— Task set —
a - Using the excerpt about the sale of My Government Means to Kill Me, answer these questions:
(i) In what month and year did McCarthy sign Newson?
(ii) At what time did Nadxieli Nieto receive the manuscript?
(iii) Where did Nieto say she grew up?
b - Summarize the excerpt about the sale of My Government Means to Kill Me in two sentences.

Excerpted passage START

Newson mentioned he was a screenwriter (his credits include The Chi, Narcos, and Bel-Air), but McCarthy notes that TV doesn’t necessarily translate to fiction. “It was the query letter and the subject matter that drew me in,” he says. McCarthy signed Newson in November 2020, sent him editorial notes a month later, and in three months the manuscript was ready for submission. McCarthy sent it out widely the morning of Feb. 2, 2021.

The easy factor continued. Flatiron executive editor Nadxieli Nieto received My Government Means to Kill Me at 11:29 a.m. By noon she had contacted McCarthy saying it was “definitely in her wheelhouse.” At 2 p.m. she told him “I may be in love,” and asked to have a conversation with him and Newson. There was an offer the next day, and the six-figure deal was sealed for North American rights.

“Nadxi was overwhelmingly effusive,” McCarthy says. “She poured out her heart and made a preempt. On the first call, she told us about growing up on Christopher Street in Greenwich Village and said that no book about New York in that period captured it like Rasheed’s book did. Amazingly,” McCarthy adds, “it took an outsider.”

Excerpted passage END
Data excerpts START

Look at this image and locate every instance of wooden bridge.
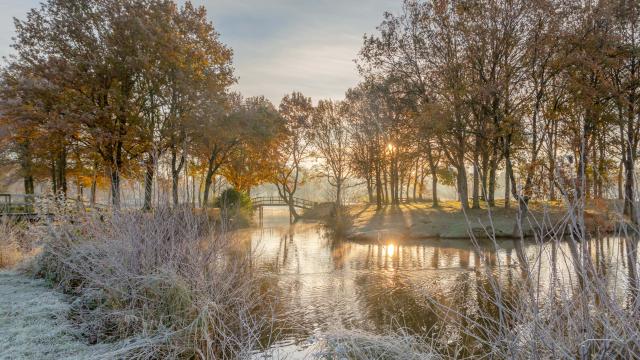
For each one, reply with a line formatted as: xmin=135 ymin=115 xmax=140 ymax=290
xmin=251 ymin=196 xmax=318 ymax=210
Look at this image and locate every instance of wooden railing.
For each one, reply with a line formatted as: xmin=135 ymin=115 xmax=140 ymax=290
xmin=0 ymin=193 xmax=108 ymax=219
xmin=251 ymin=196 xmax=318 ymax=210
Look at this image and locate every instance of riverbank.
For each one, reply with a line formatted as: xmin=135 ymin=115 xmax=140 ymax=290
xmin=346 ymin=201 xmax=619 ymax=241
xmin=0 ymin=270 xmax=114 ymax=360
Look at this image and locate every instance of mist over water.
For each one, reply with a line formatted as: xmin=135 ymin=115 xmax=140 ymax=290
xmin=242 ymin=209 xmax=637 ymax=356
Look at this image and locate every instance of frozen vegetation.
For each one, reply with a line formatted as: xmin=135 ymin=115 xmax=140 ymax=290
xmin=0 ymin=270 xmax=109 ymax=360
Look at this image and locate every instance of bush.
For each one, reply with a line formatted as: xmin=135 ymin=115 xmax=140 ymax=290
xmin=216 ymin=188 xmax=253 ymax=228
xmin=36 ymin=209 xmax=272 ymax=359
xmin=0 ymin=218 xmax=35 ymax=269
xmin=216 ymin=188 xmax=251 ymax=210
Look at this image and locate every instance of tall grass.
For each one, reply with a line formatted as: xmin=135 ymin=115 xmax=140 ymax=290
xmin=35 ymin=209 xmax=272 ymax=359
xmin=0 ymin=218 xmax=35 ymax=269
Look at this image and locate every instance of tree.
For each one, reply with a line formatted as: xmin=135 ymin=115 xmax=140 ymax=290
xmin=310 ymin=100 xmax=351 ymax=210
xmin=273 ymin=92 xmax=313 ymax=220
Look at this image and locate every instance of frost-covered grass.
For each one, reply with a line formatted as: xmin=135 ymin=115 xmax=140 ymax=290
xmin=34 ymin=209 xmax=272 ymax=359
xmin=0 ymin=271 xmax=114 ymax=360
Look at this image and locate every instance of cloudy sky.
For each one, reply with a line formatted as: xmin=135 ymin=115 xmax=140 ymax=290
xmin=0 ymin=0 xmax=400 ymax=104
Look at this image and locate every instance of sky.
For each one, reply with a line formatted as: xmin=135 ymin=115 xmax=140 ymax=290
xmin=0 ymin=0 xmax=401 ymax=105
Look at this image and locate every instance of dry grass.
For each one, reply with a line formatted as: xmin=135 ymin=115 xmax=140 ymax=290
xmin=0 ymin=218 xmax=35 ymax=269
xmin=31 ymin=209 xmax=272 ymax=359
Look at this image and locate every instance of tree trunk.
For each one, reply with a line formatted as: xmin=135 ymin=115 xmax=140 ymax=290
xmin=472 ymin=152 xmax=480 ymax=209
xmin=109 ymin=166 xmax=120 ymax=209
xmin=142 ymin=154 xmax=154 ymax=211
xmin=504 ymin=166 xmax=511 ymax=209
xmin=456 ymin=163 xmax=469 ymax=210
xmin=171 ymin=145 xmax=184 ymax=206
xmin=488 ymin=144 xmax=498 ymax=207
xmin=376 ymin=159 xmax=382 ymax=210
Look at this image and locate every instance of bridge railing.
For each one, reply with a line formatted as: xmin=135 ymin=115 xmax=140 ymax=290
xmin=251 ymin=196 xmax=317 ymax=209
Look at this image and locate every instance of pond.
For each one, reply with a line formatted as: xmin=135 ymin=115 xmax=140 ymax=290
xmin=244 ymin=210 xmax=628 ymax=358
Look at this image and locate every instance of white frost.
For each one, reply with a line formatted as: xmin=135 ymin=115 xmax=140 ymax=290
xmin=0 ymin=271 xmax=108 ymax=360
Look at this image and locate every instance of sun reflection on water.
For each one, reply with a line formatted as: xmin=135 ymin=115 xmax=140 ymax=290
xmin=387 ymin=244 xmax=396 ymax=257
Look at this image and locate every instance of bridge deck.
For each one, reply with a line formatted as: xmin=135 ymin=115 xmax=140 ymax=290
xmin=251 ymin=196 xmax=318 ymax=210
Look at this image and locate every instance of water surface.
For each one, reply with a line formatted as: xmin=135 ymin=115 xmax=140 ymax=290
xmin=244 ymin=209 xmax=627 ymax=352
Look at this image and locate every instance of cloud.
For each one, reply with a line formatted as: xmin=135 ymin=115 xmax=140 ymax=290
xmin=0 ymin=0 xmax=401 ymax=104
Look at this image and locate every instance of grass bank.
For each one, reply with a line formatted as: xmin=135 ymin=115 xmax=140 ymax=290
xmin=7 ymin=209 xmax=275 ymax=359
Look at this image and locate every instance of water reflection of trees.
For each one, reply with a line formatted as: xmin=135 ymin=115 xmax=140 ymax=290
xmin=241 ymin=222 xmax=638 ymax=356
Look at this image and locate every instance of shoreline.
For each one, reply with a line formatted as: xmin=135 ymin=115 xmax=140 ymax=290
xmin=344 ymin=201 xmax=620 ymax=242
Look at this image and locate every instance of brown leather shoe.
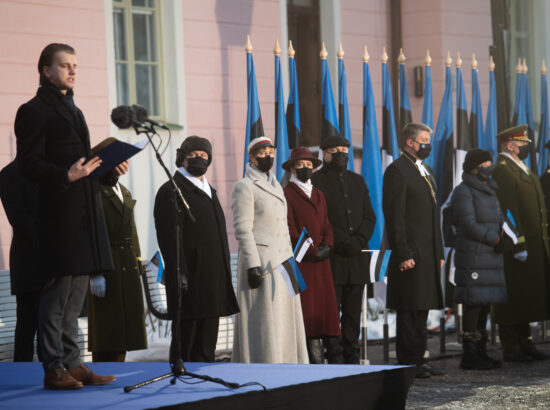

Data excerpts END

— Answers below —
a -
(i) November 2020.
(ii) 11:29 a.m.
(iii) On Christopher Street in Greenwich Village.

b - Drawn by Newson's query letter and subject matter, McCarthy signed him in November 2020 and sent the manuscript out widely on Feb. 2, 2021. Flatiron executive editor Nadxieli Nieto responded within hours and made a preempt, and the next day's offer led to a six-figure deal for North American rights.